_What the task requires_
Restate, word for word, each record that follows.

_Text-to-region grounding data_
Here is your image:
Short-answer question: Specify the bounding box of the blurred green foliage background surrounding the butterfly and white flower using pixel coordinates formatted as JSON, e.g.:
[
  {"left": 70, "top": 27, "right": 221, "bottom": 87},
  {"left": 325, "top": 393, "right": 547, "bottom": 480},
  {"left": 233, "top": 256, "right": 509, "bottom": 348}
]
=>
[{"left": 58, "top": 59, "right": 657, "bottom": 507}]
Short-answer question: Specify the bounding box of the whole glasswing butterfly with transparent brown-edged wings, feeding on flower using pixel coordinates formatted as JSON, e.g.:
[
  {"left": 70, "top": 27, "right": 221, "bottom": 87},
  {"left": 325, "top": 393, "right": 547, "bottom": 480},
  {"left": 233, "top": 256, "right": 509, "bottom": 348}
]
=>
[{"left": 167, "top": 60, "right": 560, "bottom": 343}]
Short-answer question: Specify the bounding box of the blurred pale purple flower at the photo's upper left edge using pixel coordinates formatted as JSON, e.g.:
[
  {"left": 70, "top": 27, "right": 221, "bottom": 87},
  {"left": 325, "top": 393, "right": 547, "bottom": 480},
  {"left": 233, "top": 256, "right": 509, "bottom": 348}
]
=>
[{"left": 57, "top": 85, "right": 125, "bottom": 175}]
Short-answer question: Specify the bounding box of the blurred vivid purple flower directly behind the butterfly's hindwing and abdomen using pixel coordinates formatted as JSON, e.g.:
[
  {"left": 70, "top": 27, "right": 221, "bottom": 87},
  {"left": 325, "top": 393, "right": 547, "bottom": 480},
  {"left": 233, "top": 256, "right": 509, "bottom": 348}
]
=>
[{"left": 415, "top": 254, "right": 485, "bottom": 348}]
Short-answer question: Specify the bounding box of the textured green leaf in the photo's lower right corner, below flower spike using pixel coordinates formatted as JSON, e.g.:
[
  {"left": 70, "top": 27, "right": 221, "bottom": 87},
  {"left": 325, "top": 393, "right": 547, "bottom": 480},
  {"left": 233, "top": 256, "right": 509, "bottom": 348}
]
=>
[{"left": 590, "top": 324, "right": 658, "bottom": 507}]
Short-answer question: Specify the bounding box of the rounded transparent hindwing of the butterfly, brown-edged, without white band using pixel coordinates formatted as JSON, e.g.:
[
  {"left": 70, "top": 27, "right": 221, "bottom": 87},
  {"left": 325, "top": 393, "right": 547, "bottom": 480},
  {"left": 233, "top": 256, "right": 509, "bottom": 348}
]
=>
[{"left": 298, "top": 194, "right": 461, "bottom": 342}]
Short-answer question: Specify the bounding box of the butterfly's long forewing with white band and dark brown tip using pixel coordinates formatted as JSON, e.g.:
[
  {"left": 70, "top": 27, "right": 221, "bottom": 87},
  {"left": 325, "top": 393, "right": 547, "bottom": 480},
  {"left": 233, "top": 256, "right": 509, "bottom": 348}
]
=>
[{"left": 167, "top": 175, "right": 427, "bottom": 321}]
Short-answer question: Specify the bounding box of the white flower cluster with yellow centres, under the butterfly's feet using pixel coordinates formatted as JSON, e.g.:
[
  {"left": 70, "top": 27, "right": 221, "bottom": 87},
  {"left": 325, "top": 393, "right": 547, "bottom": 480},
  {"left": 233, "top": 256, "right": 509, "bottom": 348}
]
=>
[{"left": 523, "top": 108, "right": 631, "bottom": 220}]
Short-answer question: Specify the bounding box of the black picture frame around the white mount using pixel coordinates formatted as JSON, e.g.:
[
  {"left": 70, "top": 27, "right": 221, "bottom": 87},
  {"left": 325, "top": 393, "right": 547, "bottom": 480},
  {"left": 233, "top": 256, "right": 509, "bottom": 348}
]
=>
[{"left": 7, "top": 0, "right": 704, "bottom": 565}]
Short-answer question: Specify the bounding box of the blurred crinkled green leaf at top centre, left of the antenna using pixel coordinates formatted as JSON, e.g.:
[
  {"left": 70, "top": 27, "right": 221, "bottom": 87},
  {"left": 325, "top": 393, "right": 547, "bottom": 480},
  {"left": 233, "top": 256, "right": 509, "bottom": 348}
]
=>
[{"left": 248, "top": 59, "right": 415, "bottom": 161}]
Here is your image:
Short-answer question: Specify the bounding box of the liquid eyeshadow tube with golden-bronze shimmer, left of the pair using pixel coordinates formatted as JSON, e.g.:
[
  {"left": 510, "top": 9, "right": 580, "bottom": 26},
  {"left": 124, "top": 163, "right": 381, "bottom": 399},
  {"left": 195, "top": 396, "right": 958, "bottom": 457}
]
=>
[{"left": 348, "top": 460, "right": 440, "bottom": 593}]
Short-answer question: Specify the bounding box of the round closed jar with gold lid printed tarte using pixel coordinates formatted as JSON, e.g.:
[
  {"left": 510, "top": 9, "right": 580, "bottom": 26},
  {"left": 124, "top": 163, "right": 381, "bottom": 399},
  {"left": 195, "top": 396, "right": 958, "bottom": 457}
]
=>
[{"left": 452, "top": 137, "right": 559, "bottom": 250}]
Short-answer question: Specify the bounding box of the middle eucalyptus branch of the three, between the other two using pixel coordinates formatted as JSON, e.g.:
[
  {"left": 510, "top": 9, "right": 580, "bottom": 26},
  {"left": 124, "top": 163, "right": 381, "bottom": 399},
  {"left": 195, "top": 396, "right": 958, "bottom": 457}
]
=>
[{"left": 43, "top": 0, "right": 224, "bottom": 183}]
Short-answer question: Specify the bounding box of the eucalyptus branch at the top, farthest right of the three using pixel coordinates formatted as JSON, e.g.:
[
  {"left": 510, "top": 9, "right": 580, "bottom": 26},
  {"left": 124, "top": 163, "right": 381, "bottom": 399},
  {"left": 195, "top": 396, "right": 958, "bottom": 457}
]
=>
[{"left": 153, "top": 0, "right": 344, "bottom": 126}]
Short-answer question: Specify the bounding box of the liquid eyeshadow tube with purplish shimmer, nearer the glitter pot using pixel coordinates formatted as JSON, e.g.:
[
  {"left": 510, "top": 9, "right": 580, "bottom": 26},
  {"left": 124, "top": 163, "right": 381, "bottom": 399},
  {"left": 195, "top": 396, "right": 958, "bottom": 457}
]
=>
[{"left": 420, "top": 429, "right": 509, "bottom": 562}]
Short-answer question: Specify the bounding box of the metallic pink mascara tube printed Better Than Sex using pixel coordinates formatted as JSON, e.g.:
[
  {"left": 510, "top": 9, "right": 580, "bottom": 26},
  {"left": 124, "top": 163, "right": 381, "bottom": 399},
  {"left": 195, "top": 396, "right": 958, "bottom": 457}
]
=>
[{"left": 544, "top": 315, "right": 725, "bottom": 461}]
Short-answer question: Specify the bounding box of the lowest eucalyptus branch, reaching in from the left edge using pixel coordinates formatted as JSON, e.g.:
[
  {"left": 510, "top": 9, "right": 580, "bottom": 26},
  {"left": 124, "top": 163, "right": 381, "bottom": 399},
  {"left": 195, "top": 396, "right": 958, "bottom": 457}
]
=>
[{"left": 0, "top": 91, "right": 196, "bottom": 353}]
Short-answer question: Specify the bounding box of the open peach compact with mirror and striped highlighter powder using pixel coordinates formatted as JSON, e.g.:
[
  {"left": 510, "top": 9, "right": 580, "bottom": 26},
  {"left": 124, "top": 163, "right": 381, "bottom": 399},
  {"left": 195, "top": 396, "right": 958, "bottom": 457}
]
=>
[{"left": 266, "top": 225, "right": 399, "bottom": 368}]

_Output_
Here is your image:
Short-answer question: Specify the bounding box of the blurred green foliage background surrounding the butterfly and white flower using pixel coordinates formatted as JSON, e.g.:
[
  {"left": 70, "top": 27, "right": 221, "bottom": 87},
  {"left": 325, "top": 393, "right": 547, "bottom": 480},
  {"left": 233, "top": 256, "right": 509, "bottom": 348}
]
=>
[{"left": 58, "top": 59, "right": 657, "bottom": 507}]
Short-answer question: Specify the bounding box of the whole glasswing butterfly with transparent brown-edged wings, feeding on flower using pixel coordinates formatted as JSON, e.g.:
[
  {"left": 70, "top": 27, "right": 221, "bottom": 87},
  {"left": 325, "top": 393, "right": 547, "bottom": 480},
  {"left": 233, "top": 256, "right": 509, "bottom": 348}
]
=>
[{"left": 167, "top": 60, "right": 560, "bottom": 343}]
Short-answer question: Specify the bounding box of the blurred pale purple flower at the photo's upper left edge using pixel coordinates formatted as JSON, e.g.:
[
  {"left": 70, "top": 27, "right": 221, "bottom": 87},
  {"left": 325, "top": 393, "right": 547, "bottom": 480},
  {"left": 233, "top": 256, "right": 509, "bottom": 348}
]
=>
[{"left": 57, "top": 85, "right": 125, "bottom": 175}]
Short-answer question: Specify the bounding box of the blurred vivid purple flower directly behind the butterfly's hindwing and abdomen using pixel coordinates formatted as JSON, e.g.:
[
  {"left": 70, "top": 27, "right": 221, "bottom": 87},
  {"left": 325, "top": 393, "right": 547, "bottom": 480},
  {"left": 233, "top": 256, "right": 509, "bottom": 348}
]
=>
[{"left": 415, "top": 254, "right": 485, "bottom": 348}]
Short-answer question: Specify the bounding box of the textured green leaf in the photo's lower right corner, below flower spike using pixel coordinates formatted as JSON, e.g.:
[
  {"left": 70, "top": 27, "right": 221, "bottom": 87},
  {"left": 325, "top": 393, "right": 547, "bottom": 480},
  {"left": 233, "top": 256, "right": 509, "bottom": 348}
]
=>
[{"left": 590, "top": 324, "right": 658, "bottom": 507}]
Short-answer question: Specify the bounding box of the rounded transparent hindwing of the butterfly, brown-edged, without white band using pixel coordinates formatted as JSON, e.g.:
[
  {"left": 70, "top": 27, "right": 221, "bottom": 87},
  {"left": 325, "top": 393, "right": 547, "bottom": 480},
  {"left": 233, "top": 256, "right": 509, "bottom": 348}
]
=>
[{"left": 298, "top": 194, "right": 461, "bottom": 342}]
Short-answer question: Specify the bounding box of the butterfly's long forewing with white band and dark brown tip using pixel coordinates formatted as JSON, e.g.:
[
  {"left": 70, "top": 27, "right": 221, "bottom": 87},
  {"left": 325, "top": 393, "right": 547, "bottom": 480},
  {"left": 233, "top": 256, "right": 509, "bottom": 348}
]
=>
[{"left": 167, "top": 175, "right": 427, "bottom": 321}]
Short-answer question: Specify the bounding box of the white flower cluster with yellow centres, under the butterfly's feet using pixel coordinates formatted as JSON, e.g.:
[
  {"left": 70, "top": 27, "right": 221, "bottom": 87},
  {"left": 325, "top": 393, "right": 547, "bottom": 480},
  {"left": 233, "top": 256, "right": 509, "bottom": 348}
]
=>
[{"left": 523, "top": 108, "right": 631, "bottom": 220}]
Short-answer question: Specify the bounding box of the black picture frame around the white mount using pixel coordinates formatted as JSON, e.g.:
[
  {"left": 70, "top": 27, "right": 221, "bottom": 87},
  {"left": 325, "top": 393, "right": 547, "bottom": 480},
  {"left": 233, "top": 256, "right": 509, "bottom": 348}
]
=>
[{"left": 7, "top": 0, "right": 704, "bottom": 565}]
Short-answer question: Specify the bounding box of the blurred crinkled green leaf at top centre, left of the antenna using pixel coordinates formatted as JSON, e.g.:
[
  {"left": 70, "top": 27, "right": 221, "bottom": 87},
  {"left": 325, "top": 393, "right": 547, "bottom": 480},
  {"left": 233, "top": 256, "right": 509, "bottom": 348}
]
=>
[{"left": 248, "top": 59, "right": 415, "bottom": 161}]
Here is your image:
Short-answer question: Specify the bounding box of the liquid eyeshadow tube with golden-bronze shimmer, left of the pair using pixel coordinates formatted as JSON, e.g.:
[
  {"left": 510, "top": 9, "right": 580, "bottom": 26},
  {"left": 124, "top": 163, "right": 381, "bottom": 399},
  {"left": 195, "top": 396, "right": 958, "bottom": 457}
]
=>
[{"left": 348, "top": 460, "right": 440, "bottom": 593}]
Short-answer question: Specify the bounding box of the round closed jar with gold lid printed tarte using pixel coordinates formatted as JSON, e.g.:
[
  {"left": 510, "top": 9, "right": 580, "bottom": 26},
  {"left": 124, "top": 163, "right": 381, "bottom": 399},
  {"left": 195, "top": 396, "right": 958, "bottom": 457}
]
=>
[{"left": 452, "top": 137, "right": 559, "bottom": 250}]
Short-answer question: Specify the bounding box of the middle eucalyptus branch of the three, between the other two using pixel coordinates formatted as JSON, e.g.:
[
  {"left": 510, "top": 9, "right": 580, "bottom": 26},
  {"left": 124, "top": 163, "right": 381, "bottom": 399},
  {"left": 195, "top": 396, "right": 958, "bottom": 457}
]
=>
[{"left": 43, "top": 0, "right": 224, "bottom": 183}]
Short-answer question: Specify the bounding box of the eucalyptus branch at the top, farthest right of the three using pixel coordinates formatted as JSON, e.g.:
[
  {"left": 510, "top": 9, "right": 580, "bottom": 26},
  {"left": 124, "top": 163, "right": 381, "bottom": 399},
  {"left": 195, "top": 396, "right": 958, "bottom": 457}
]
=>
[{"left": 153, "top": 0, "right": 344, "bottom": 126}]
Short-answer question: Specify the bounding box of the liquid eyeshadow tube with purplish shimmer, nearer the glitter pot using pixel coordinates formatted as JSON, e.g.:
[
  {"left": 510, "top": 9, "right": 580, "bottom": 26},
  {"left": 124, "top": 163, "right": 381, "bottom": 399},
  {"left": 195, "top": 396, "right": 958, "bottom": 457}
]
=>
[{"left": 420, "top": 429, "right": 509, "bottom": 562}]
Short-answer question: Specify the bounding box of the metallic pink mascara tube printed Better Than Sex using pixel coordinates formatted as JSON, e.g.:
[
  {"left": 510, "top": 9, "right": 580, "bottom": 26},
  {"left": 124, "top": 163, "right": 381, "bottom": 399},
  {"left": 195, "top": 396, "right": 958, "bottom": 457}
]
=>
[{"left": 544, "top": 315, "right": 725, "bottom": 461}]
Short-answer question: Specify the bounding box of the lowest eucalyptus branch, reaching in from the left edge using pixel coordinates formatted as JSON, e.g.:
[
  {"left": 510, "top": 9, "right": 580, "bottom": 26},
  {"left": 124, "top": 163, "right": 381, "bottom": 399},
  {"left": 195, "top": 396, "right": 958, "bottom": 457}
]
=>
[{"left": 0, "top": 91, "right": 196, "bottom": 353}]
Short-answer question: Specify the bounding box of the open peach compact with mirror and striped highlighter powder using pixel coordinates formatted as JSON, e.g.:
[
  {"left": 510, "top": 9, "right": 580, "bottom": 26},
  {"left": 124, "top": 163, "right": 381, "bottom": 399},
  {"left": 195, "top": 396, "right": 958, "bottom": 457}
]
=>
[{"left": 266, "top": 225, "right": 399, "bottom": 368}]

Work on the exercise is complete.